### Written task:
Answer these questions from the haiku blog excerpt:
1. What is the theme of the Per Diem: Daily Haiku feature for December 2014?
2. Where and on what date will the prizes for the 19th International "Kusamakura" Haiku Competition be awarded?
3. In which publication did the poem "winter wind" first appear?

### Page excerpt:
Tag Archives: haiku

Per Diem: Daily Haiku for December 2014

Great news! The Haiku Foundation’s Per Diem: Daily Haiku feature for December 2014 is on the theme of “Light and Dark,” and the shades in between. I had the pleasure of assembling this collection, drawing on haiku across the range from dark to light.

A seasonal topic. By way of an introduction, I quote from The Haiku Foundation blog post:

“Winter is the par excellence season where this duality comes to a head. For some, the long nights come with festivals of light, religious or secular holidays. For others, winter is a season of slowing down, of depression, loneliness, low spirits, spirits… For some poets, light is the source of inspiration; for others, darkness, against light, the essential element spicing their writing. Either way, wherever poets are, whatever their experience, tradition, or culture, poetry of light flows from their pen.This month’s Per Diem draws on haiku exploring this dichotomy of light and dark, and reflects on our dependence on and appreciation of this duality.“

I am really grateful to the poets who kindly gave permission to include their work in this project.

Do you have a poem on this theme? Please share it in the comment box here

And don’t forget to check out the Per Diem: Daily Haiku here

‘wild stream’ “Kusamakura” 2014

wild stream
my thoughts
etc.

19th International “Kusamakura” Haiku Competition, Third Prize, Foreign Language Category, November 2014

Surprise in the post! A letter all the way from Kumamoto, Japan, with the good news: My haiku was awarded Third Prize in the 19th International ”Kusamakura” Haiku Competition, 2014. A nice letter and a certificate to show off.

This is what the organisers say about the contest: “This contest strives to celebrate the novelist and haiku poet Soseki, as well as to bring awareness of “Kumamoto and its Haiku” to the national level and further develop Kumamoto’s haiku culture.” It certainly does so, and on an international level too.

Prizes will be awarded at the Kumamoto City Municipal Gymnasium and Youth Center on November 22, 2014. Warmest congratulations to the Grand Prize and all other winners. I wish I could be there!

There is a list of winning haiku from earlier years here (scroll down).

And now back to my wild stream (of consciousness etc.)

‘winter wind’ on Per Diem: Daily Haiku!

Delighted to see my poem “winter wind” featured in today’s (5th November 2014) THF ‎Per Diem: Daily Haiku.

In case you missed it, after all it is only displayed for a day, here it is:

winter wind
feathers and fishbones shift
inside the eyrie

This poem was a runner-up in the Snapshot Press Haiku Calendar Competition 2012 and first appeared in The Haiku Calendar 2013 (Snapshot Press, 2012).

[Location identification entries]

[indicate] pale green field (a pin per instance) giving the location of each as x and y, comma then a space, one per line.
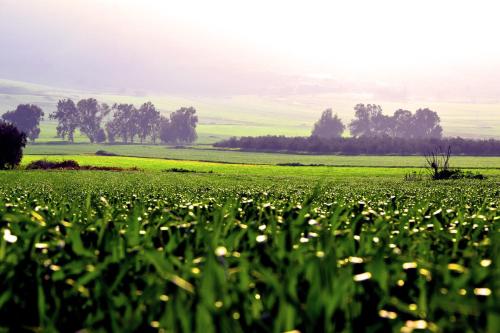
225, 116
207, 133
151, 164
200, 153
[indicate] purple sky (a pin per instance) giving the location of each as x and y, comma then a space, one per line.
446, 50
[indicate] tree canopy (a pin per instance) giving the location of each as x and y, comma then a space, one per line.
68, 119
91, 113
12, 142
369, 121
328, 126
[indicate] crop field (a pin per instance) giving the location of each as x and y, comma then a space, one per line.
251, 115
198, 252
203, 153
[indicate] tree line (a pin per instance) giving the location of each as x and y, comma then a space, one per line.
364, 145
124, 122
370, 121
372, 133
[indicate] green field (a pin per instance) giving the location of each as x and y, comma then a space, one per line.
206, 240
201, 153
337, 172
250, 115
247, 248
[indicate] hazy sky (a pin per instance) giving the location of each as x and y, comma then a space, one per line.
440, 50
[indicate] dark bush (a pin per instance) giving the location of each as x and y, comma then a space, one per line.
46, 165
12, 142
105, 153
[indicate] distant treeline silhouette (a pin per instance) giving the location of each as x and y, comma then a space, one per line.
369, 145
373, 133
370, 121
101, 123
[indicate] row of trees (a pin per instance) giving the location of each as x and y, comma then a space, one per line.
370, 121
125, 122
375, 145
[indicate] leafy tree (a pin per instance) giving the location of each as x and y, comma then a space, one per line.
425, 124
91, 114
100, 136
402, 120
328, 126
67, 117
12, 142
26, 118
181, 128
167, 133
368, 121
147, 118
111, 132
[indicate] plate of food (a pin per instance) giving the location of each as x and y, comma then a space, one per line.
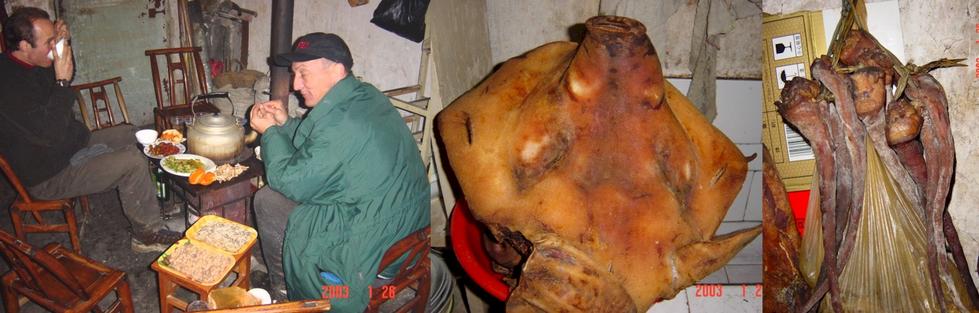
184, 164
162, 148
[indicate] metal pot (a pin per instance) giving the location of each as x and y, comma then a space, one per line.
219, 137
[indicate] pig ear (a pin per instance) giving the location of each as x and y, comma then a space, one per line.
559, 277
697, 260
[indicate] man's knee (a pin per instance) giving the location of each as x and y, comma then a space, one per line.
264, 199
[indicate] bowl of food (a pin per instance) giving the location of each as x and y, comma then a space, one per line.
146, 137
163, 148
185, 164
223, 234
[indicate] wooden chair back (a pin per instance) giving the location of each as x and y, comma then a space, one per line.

### Expected answer:
1. "Light and Dark," and the shades in between.
2. At the Kumamoto City Municipal Gymnasium and Youth Center on November 22, 2014.
3. The Haiku Calendar 2013 (Snapshot Press, 2012).